Etre macho, aujourd’hui, c’est moins bien vu qu’avant. Quelqu’un qui dit qu’une femme n’est pas l’égale de l’homme est devenu inaudible. On a gagné la bataille des idées.

La compétence vs la chaleur : Vincent Yzerbyt, professeur de psychologie à l’UCLouvain, décrypte les insultes sexistes à l’aide de cette grille de lecture.  » Les hommes sont associés à des notions de compétence, d’intelligence, tandis que les femmes sont alliées à la chaleur, la sociabilité. Quand l’une d’elles se fait écharper, on retrouve cette forme de menace parce qu’elle prend la place d’un homme. C’est un retour de manivelle sérieux pour les faire rentrer dans le rang. Les stéréotypes ont aussi une fonction prescriptive, ils nous disent ce que les gens devraient être.  » Attirantes, donc. Belles, gentilles, disponibles sexuellement. C’est qu’il faut contenter l’homo erectus et pondre des enfants. Intelligentes ? Pourquoi faire ?  » Si une femme s’éloigne de ça, ceux qui y trouvent quelque chose à redire vont se rabattre sur ces schémas-là, complète le psychologue. Ça participe à un ensemble de leviers pour rétablir un rapport de force.  »

[ENTRÉES]:

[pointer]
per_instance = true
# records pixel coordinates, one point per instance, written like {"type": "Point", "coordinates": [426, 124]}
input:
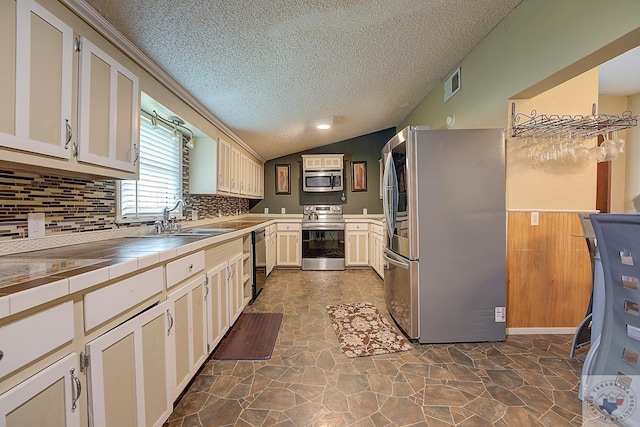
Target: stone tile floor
{"type": "Point", "coordinates": [524, 381]}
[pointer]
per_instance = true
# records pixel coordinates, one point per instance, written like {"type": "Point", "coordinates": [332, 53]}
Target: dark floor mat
{"type": "Point", "coordinates": [251, 338]}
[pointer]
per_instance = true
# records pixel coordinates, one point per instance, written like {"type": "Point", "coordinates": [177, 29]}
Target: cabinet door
{"type": "Point", "coordinates": [357, 248]}
{"type": "Point", "coordinates": [236, 288]}
{"type": "Point", "coordinates": [109, 110]}
{"type": "Point", "coordinates": [288, 248]}
{"type": "Point", "coordinates": [261, 181]}
{"type": "Point", "coordinates": [235, 171]}
{"type": "Point", "coordinates": [224, 161]}
{"type": "Point", "coordinates": [217, 305]}
{"type": "Point", "coordinates": [129, 373]}
{"type": "Point", "coordinates": [189, 340]}
{"type": "Point", "coordinates": [48, 398]}
{"type": "Point", "coordinates": [270, 253]}
{"type": "Point", "coordinates": [312, 162]}
{"type": "Point", "coordinates": [35, 79]}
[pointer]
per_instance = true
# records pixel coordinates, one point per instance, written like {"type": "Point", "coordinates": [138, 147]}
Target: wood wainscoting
{"type": "Point", "coordinates": [548, 271]}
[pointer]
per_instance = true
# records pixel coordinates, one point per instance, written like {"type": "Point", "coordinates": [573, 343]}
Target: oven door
{"type": "Point", "coordinates": [322, 247]}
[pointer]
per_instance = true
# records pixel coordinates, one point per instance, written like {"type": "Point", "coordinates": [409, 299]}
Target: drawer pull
{"type": "Point", "coordinates": [170, 319]}
{"type": "Point", "coordinates": [78, 390]}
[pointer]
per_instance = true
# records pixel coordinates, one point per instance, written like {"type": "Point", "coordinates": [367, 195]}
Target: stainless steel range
{"type": "Point", "coordinates": [323, 238]}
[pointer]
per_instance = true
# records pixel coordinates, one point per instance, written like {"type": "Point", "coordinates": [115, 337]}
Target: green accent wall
{"type": "Point", "coordinates": [362, 148]}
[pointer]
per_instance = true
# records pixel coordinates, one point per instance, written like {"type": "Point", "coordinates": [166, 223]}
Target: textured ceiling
{"type": "Point", "coordinates": [271, 69]}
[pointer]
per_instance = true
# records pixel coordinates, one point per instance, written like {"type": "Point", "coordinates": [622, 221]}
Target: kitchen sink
{"type": "Point", "coordinates": [201, 231]}
{"type": "Point", "coordinates": [191, 232]}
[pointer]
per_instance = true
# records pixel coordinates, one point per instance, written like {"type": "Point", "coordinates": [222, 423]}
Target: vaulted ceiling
{"type": "Point", "coordinates": [270, 70]}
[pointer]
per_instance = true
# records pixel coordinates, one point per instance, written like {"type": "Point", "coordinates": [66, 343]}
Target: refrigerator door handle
{"type": "Point", "coordinates": [389, 206]}
{"type": "Point", "coordinates": [395, 262]}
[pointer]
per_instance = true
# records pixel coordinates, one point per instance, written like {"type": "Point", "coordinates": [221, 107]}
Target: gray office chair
{"type": "Point", "coordinates": [615, 335]}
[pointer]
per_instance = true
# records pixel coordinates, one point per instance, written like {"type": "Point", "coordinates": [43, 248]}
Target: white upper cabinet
{"type": "Point", "coordinates": [235, 171]}
{"type": "Point", "coordinates": [42, 77]}
{"type": "Point", "coordinates": [109, 105]}
{"type": "Point", "coordinates": [35, 79]}
{"type": "Point", "coordinates": [224, 161]}
{"type": "Point", "coordinates": [322, 161]}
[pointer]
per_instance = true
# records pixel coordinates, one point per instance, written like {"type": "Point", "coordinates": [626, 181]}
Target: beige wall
{"type": "Point", "coordinates": [540, 45]}
{"type": "Point", "coordinates": [632, 178]}
{"type": "Point", "coordinates": [617, 105]}
{"type": "Point", "coordinates": [554, 185]}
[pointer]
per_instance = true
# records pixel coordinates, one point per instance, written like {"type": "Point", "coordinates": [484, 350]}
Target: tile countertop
{"type": "Point", "coordinates": [31, 278]}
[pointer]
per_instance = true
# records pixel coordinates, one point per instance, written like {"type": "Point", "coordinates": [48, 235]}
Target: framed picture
{"type": "Point", "coordinates": [358, 176]}
{"type": "Point", "coordinates": [283, 179]}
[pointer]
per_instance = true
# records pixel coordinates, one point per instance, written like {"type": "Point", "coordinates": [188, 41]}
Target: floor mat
{"type": "Point", "coordinates": [251, 338]}
{"type": "Point", "coordinates": [362, 331]}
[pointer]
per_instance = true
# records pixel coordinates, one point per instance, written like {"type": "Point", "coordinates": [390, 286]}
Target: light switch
{"type": "Point", "coordinates": [35, 224]}
{"type": "Point", "coordinates": [534, 218]}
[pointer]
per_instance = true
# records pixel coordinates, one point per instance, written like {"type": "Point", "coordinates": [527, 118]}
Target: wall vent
{"type": "Point", "coordinates": [452, 85]}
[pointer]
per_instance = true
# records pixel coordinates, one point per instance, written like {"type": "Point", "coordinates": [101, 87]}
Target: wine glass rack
{"type": "Point", "coordinates": [575, 127]}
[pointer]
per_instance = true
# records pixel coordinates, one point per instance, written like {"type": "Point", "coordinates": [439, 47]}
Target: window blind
{"type": "Point", "coordinates": [159, 184]}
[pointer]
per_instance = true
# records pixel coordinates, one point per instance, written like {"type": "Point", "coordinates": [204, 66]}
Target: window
{"type": "Point", "coordinates": [160, 182]}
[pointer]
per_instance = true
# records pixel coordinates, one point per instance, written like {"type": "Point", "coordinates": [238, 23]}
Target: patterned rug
{"type": "Point", "coordinates": [362, 331]}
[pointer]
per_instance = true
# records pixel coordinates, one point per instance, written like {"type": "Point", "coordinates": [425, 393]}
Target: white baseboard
{"type": "Point", "coordinates": [541, 331]}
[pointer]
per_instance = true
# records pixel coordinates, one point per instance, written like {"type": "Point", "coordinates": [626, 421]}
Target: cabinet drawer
{"type": "Point", "coordinates": [184, 267]}
{"type": "Point", "coordinates": [357, 226]}
{"type": "Point", "coordinates": [29, 338]}
{"type": "Point", "coordinates": [375, 228]}
{"type": "Point", "coordinates": [289, 226]}
{"type": "Point", "coordinates": [106, 303]}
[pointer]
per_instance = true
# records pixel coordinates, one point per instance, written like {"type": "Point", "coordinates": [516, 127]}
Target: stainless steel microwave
{"type": "Point", "coordinates": [322, 180]}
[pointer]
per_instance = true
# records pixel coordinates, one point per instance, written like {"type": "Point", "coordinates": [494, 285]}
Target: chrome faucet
{"type": "Point", "coordinates": [169, 224]}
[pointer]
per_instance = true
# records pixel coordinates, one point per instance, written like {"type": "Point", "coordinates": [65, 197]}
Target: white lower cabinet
{"type": "Point", "coordinates": [49, 398]}
{"type": "Point", "coordinates": [130, 371]}
{"type": "Point", "coordinates": [236, 288]}
{"type": "Point", "coordinates": [217, 305]}
{"type": "Point", "coordinates": [288, 245]}
{"type": "Point", "coordinates": [225, 300]}
{"type": "Point", "coordinates": [270, 248]}
{"type": "Point", "coordinates": [356, 245]}
{"type": "Point", "coordinates": [189, 337]}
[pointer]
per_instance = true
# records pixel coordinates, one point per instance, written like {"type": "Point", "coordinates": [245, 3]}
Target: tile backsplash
{"type": "Point", "coordinates": [73, 204]}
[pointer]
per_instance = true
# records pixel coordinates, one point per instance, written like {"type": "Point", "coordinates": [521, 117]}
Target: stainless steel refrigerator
{"type": "Point", "coordinates": [444, 205]}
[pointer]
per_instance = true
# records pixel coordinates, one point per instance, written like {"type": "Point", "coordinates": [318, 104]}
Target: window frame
{"type": "Point", "coordinates": [137, 218]}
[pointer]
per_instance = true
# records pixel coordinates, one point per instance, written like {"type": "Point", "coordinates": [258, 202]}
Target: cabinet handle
{"type": "Point", "coordinates": [170, 317]}
{"type": "Point", "coordinates": [135, 150]}
{"type": "Point", "coordinates": [69, 134]}
{"type": "Point", "coordinates": [75, 394]}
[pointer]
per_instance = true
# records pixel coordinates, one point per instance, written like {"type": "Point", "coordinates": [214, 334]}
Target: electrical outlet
{"type": "Point", "coordinates": [535, 218]}
{"type": "Point", "coordinates": [35, 224]}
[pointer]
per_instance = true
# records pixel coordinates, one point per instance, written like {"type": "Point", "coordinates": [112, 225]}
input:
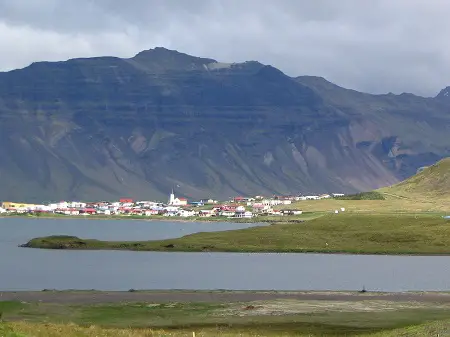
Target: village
{"type": "Point", "coordinates": [237, 207]}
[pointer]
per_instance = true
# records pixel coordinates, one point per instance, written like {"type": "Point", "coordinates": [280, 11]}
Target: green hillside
{"type": "Point", "coordinates": [433, 183]}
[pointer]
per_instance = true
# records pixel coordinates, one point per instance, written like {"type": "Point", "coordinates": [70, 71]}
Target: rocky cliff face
{"type": "Point", "coordinates": [104, 128]}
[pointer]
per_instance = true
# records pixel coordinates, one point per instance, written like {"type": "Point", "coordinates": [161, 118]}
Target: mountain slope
{"type": "Point", "coordinates": [430, 183]}
{"type": "Point", "coordinates": [106, 127]}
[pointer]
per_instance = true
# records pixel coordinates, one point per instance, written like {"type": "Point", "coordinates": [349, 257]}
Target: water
{"type": "Point", "coordinates": [33, 269]}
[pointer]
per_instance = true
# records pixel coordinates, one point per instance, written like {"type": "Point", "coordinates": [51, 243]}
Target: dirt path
{"type": "Point", "coordinates": [93, 297]}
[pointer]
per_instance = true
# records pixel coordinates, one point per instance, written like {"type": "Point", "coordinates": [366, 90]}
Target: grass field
{"type": "Point", "coordinates": [336, 233]}
{"type": "Point", "coordinates": [272, 318]}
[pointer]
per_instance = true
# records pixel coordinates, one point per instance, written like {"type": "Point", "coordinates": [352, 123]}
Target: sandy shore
{"type": "Point", "coordinates": [97, 297]}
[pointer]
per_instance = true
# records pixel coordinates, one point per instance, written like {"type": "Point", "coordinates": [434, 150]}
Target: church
{"type": "Point", "coordinates": [176, 201]}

[CONSIGNE]:
Répondez à ces questions à partir du texte :
1. D'après le texte, qui est devenu inaudible aujourd'hui ?
2. Quel est le poste de Vincent Yzerbyt, et dans quelle université ?
3. Selon le psychologue, à quelles notions les hommes sont-ils associés ?

[RÉPONSE]:
1. Quelqu'un qui dit qu'une femme n'est pas l'égale de l'homme.
2. Il est professeur de psychologie à l'UCLouvain.
3. À des notions de compétence et d'intelligence.